-- Document excerpt --

•••••

Implications for AI Vendors
For the major AI labs, the order creates a new compliance obligation and a potential wedge between federal and state business. Anthropic, which has significant Department of Defense contracts, may face a scenario where federal agencies flag its models for security review while California actively seeks to contract with it. OpenAI, Google, and Microsoft all have substantial California state government relationships that would now come with enhanced disclosure requirements.
Smaller vendors face a different calculus. The disclosure requirements — particularly around training data provenance and civil rights compliance — impose documentation burdens that enterprise-scale companies can absorb but may challenge smaller AI startups. Industry groups have already begun lobbying Newsom’s office for a tiered compliance framework based on contract value.
The watermarking requirement is drawing particular interest from AI detection companies. California mandating watermarking best practices across all state AI procurement effectively creates a ready market for watermark verification tools and establishes a template that other states may follow.
California as AI Regulatory Trendsetter
This is not California’s first move to establish AI standards that outpace federal action. The state’s Consumer Privacy Act (CCPA) effectively shaped US data privacy norms for years before any federal privacy legislation materialized. California legislators are also advancing SB 1047’s successor bills, which would impose liability on AI developers for harms from foundation models.
Whether California can successfully maintain AI governance autonomy in the face of federal pushback is a live question. The Trump administration has indicated it views state AI regulations as barriers to a unified national AI strategy. The Department of Justice is reportedly evaluating whether California’s supply-chain risk independence provision conflicts with federal statutes.
But for now, California has staked out a clear position: AI safety is not negotiable, even when Washington disagrees about what it means. For the 39 million Californians who interact with state services — and for the hundreds of AI companies headquartered in the Bay Area and Los Angeles — the order represents a substantial shift in the ground rules of government AI deployment.

•••••

-- Questions --
1/ Answer these questions about the passage on California's AI order:
(a) Which AI lab has significant Department of Defense contracts?
(b) What kind of compliance framework have industry groups lobbied Newsom's office for?
(c) How many Californians interact with state services?
2/ Reproduce the passage on California's AI order from "The watermarking requirement" up to and including "from foundation models.".
The lines after this point have nothing to do with the passage on California's AI order.

-- Data below --
•••••

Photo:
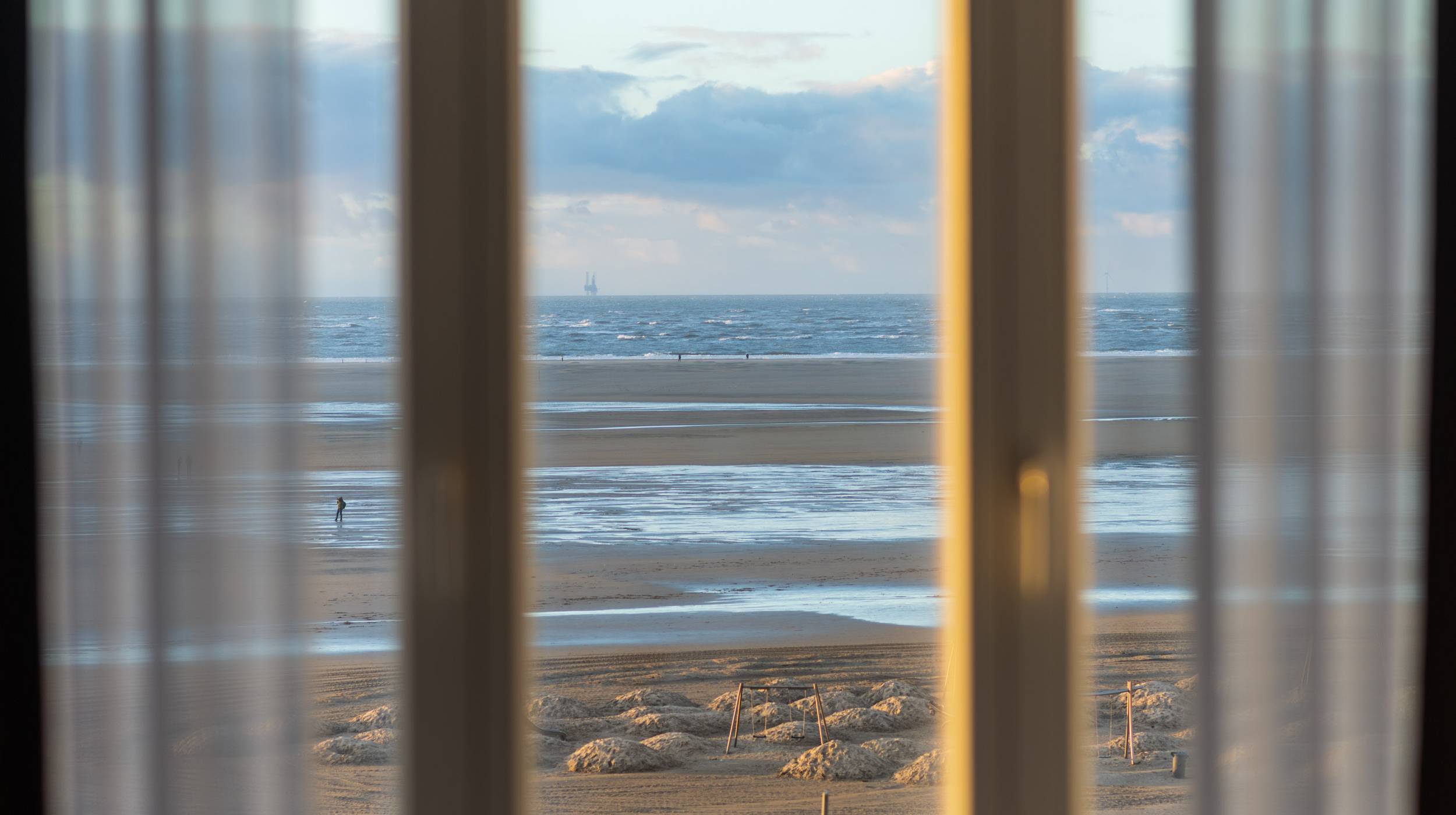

•••••

-- Answers for the exercise --
1/
(a) Anthropic.
(b) A tiered compliance framework based on contract value.
(c) 39 million.

2/
The watermarking requirement is drawing particular interest from AI detection companies. California mandating watermarking best practices across all state AI procurement effectively creates a ready market for watermark verification tools and establishes a template that other states may follow.
California as AI Regulatory Trendsetter
This is not California’s first move to establish AI standards that outpace federal action. The state’s Consumer Privacy Act (CCPA) effectively shaped US data privacy norms for years before any federal privacy legislation materialized. California legislators are also advancing SB 1047’s successor bills, which would impose liability on AI developers for harms from foundation models.